Stored records
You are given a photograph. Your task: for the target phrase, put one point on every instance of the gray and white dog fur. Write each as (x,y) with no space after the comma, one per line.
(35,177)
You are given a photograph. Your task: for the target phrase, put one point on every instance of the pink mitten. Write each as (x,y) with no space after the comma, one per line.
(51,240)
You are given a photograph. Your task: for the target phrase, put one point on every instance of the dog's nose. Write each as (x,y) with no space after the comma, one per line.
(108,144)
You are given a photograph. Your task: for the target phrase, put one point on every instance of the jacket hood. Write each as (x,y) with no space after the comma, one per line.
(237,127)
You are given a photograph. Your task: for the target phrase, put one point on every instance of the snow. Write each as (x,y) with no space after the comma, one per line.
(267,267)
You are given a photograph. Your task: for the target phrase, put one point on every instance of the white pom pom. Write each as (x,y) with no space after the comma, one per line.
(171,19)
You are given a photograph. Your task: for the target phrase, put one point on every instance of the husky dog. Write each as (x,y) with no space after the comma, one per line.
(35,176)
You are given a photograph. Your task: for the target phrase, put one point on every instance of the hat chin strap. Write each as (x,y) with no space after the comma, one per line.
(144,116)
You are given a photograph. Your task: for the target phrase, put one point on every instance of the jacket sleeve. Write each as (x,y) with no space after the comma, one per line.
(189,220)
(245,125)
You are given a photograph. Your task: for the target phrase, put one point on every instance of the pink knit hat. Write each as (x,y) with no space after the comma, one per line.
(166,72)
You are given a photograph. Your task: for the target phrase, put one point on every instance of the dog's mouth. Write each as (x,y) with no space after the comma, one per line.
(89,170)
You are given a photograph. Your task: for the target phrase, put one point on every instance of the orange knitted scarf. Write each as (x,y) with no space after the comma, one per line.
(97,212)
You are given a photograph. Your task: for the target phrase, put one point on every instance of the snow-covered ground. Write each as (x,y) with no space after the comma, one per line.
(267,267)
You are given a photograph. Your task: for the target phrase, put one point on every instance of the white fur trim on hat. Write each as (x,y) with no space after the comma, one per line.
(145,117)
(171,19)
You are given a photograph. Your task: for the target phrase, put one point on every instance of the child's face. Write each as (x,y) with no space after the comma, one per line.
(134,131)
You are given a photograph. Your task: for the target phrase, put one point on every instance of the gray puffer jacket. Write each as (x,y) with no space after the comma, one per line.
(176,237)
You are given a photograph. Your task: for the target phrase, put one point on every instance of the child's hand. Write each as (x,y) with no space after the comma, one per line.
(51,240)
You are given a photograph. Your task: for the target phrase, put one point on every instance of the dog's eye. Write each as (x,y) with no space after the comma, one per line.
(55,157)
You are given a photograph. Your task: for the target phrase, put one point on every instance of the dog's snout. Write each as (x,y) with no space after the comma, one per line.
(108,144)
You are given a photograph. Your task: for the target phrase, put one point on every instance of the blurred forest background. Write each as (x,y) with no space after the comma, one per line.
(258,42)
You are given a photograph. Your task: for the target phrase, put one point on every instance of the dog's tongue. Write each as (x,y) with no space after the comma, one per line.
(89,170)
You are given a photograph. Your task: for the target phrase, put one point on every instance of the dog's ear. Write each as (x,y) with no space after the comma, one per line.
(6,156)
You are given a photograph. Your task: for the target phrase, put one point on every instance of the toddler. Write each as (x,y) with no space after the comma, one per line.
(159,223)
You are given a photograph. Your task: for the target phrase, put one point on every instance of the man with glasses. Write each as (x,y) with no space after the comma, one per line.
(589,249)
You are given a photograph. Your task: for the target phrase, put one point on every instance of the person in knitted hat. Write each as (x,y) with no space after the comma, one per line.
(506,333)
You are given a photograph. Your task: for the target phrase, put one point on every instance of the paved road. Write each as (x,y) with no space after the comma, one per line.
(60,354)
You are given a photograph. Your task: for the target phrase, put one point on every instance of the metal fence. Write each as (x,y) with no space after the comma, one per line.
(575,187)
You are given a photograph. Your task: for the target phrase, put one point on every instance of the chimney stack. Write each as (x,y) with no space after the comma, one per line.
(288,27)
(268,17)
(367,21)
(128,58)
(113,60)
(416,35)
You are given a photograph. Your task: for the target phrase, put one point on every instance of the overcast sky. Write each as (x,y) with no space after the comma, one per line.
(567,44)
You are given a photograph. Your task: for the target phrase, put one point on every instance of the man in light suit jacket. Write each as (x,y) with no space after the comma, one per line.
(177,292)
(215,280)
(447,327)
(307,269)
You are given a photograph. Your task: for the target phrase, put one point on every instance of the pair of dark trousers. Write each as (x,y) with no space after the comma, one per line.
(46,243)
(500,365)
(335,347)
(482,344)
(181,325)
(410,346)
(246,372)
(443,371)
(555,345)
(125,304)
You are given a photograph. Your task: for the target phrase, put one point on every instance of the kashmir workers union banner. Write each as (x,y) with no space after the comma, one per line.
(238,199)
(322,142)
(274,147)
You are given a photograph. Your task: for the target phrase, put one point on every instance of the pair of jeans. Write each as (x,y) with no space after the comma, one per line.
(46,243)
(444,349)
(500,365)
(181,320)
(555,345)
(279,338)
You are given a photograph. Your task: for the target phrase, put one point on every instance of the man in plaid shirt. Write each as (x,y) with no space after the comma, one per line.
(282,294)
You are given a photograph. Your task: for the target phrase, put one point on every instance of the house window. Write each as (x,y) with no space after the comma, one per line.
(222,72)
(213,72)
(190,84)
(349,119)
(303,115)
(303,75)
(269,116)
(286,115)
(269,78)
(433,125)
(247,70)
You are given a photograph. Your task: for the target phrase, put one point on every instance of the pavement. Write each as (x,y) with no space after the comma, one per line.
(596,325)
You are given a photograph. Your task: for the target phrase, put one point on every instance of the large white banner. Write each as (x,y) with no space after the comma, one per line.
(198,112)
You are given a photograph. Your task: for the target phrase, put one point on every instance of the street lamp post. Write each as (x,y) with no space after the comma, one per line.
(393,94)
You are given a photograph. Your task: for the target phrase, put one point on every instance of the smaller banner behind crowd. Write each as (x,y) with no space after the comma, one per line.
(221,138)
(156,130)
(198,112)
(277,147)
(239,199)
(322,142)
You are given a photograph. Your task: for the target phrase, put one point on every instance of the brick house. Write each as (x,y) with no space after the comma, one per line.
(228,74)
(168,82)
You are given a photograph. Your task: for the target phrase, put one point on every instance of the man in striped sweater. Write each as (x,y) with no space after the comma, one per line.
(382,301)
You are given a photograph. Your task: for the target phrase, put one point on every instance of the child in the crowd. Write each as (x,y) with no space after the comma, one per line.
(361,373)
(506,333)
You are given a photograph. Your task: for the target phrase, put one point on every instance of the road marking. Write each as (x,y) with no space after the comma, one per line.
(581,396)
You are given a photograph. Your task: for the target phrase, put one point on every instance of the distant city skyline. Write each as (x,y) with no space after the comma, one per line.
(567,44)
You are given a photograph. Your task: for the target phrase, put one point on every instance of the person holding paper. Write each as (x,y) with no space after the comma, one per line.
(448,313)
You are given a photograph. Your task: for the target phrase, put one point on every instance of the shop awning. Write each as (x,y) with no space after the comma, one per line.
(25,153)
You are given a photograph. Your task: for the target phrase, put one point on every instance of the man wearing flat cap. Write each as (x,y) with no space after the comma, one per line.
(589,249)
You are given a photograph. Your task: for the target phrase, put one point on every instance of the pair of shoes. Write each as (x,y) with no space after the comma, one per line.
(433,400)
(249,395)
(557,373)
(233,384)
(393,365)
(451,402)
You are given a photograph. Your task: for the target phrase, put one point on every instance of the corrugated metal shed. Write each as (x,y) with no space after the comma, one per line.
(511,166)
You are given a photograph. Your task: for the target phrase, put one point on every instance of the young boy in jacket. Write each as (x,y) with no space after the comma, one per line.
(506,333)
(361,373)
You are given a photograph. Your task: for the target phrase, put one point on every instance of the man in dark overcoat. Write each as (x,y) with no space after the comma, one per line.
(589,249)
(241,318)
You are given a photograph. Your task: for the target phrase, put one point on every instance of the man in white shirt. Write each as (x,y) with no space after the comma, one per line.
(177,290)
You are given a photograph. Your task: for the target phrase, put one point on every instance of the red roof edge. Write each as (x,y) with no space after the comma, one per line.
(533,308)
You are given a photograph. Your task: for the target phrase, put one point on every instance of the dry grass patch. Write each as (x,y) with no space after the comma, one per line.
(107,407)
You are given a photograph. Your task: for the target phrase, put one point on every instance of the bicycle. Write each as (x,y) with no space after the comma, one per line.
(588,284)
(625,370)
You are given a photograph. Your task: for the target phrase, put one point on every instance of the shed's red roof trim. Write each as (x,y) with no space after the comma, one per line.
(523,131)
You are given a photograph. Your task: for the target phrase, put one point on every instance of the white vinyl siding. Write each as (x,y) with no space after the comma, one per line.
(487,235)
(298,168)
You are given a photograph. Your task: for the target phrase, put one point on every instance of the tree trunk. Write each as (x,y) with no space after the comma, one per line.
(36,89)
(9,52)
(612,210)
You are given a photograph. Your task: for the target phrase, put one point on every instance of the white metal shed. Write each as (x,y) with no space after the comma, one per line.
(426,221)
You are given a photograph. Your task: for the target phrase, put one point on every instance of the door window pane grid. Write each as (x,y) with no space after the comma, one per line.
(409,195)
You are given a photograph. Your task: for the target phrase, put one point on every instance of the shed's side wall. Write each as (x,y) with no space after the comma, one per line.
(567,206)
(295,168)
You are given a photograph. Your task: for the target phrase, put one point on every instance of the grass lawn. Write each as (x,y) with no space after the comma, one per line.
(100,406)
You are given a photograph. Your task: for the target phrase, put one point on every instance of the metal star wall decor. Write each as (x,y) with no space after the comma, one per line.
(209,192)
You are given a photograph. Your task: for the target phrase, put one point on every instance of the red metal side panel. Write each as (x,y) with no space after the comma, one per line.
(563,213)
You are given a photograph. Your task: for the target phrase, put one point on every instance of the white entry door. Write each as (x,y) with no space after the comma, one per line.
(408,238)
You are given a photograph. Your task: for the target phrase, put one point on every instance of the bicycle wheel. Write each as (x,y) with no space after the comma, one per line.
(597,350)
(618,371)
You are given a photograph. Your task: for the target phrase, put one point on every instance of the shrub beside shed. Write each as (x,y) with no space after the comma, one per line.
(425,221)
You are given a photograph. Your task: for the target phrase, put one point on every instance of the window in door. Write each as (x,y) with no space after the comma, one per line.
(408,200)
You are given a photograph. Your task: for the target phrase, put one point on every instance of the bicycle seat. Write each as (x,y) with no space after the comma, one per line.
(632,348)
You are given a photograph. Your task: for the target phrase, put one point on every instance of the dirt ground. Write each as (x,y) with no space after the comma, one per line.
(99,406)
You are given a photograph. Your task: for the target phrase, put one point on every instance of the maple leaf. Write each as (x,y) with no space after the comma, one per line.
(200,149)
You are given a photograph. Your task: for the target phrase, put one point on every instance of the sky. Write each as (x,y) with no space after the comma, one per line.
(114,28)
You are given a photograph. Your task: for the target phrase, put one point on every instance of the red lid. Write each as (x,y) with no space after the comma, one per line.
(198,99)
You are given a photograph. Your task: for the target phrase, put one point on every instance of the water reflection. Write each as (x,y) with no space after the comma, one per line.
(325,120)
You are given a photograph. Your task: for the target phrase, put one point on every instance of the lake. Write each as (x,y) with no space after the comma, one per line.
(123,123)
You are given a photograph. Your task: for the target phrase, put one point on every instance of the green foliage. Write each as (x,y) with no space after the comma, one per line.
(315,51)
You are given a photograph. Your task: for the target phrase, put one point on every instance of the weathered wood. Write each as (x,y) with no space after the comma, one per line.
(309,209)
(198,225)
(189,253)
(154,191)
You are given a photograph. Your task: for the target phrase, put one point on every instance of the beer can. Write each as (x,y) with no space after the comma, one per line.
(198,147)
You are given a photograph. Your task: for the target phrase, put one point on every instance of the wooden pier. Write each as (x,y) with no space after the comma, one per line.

● TASK TO COMPLETE
Please transcribe the lines from the one containing "of the dirt" through the last line of the records. Include both ends and nothing else.

● WRITTEN SOLUTION
You are given a photograph. Your task: for the target phrase, put one point on every instance of the dirt ground. Write each as (x,y) with no space after the comma, one per line.
(99,406)
You are given a photograph. Your task: for the target phrase, put one point on every instance of the maple leaf. Write each as (x,y) with no space after the comma, one per line.
(200,149)
You are given a photograph. Your task: for the target phrase, put one point on every instance of the sky. Write each as (x,y) with no space after the comma, one per line.
(114,28)
You are given a photograph. Your task: for the target phrase, put one point on every instance of the red lid. Write each as (x,y) with no space after the comma, one per line.
(198,99)
You are given a photograph. Your task: for the target phrase, put one point on every instance of the water reflection. Write each as (x,y) with no space after the comma, one per line.
(325,120)
You are given a photograph. Your task: for the target phrase, put one point on every instance of the lake. Write each as (x,y) with no space after the comma, one per line.
(123,123)
You are given a photograph. Your task: for the target phrase, put one point on every instance of the green foliage. Write each as (x,y) with no space after the comma, one per line.
(315,51)
You are given a photograph. Your task: for the target phrase, put one point on every instance of the weathered wood. Write each as (x,y) with no space after the comma, one per line.
(309,209)
(198,225)
(189,253)
(154,191)
You are given a photograph. Your task: for the target phrase, put one point on every instance of the beer can. Write each as (x,y) with no space after the comma, one per line.
(198,147)
You are given a photograph. Your task: for the target phrase, put one point on every instance of the wooden pier. Write each as (x,y) with no space after the comma, one per line.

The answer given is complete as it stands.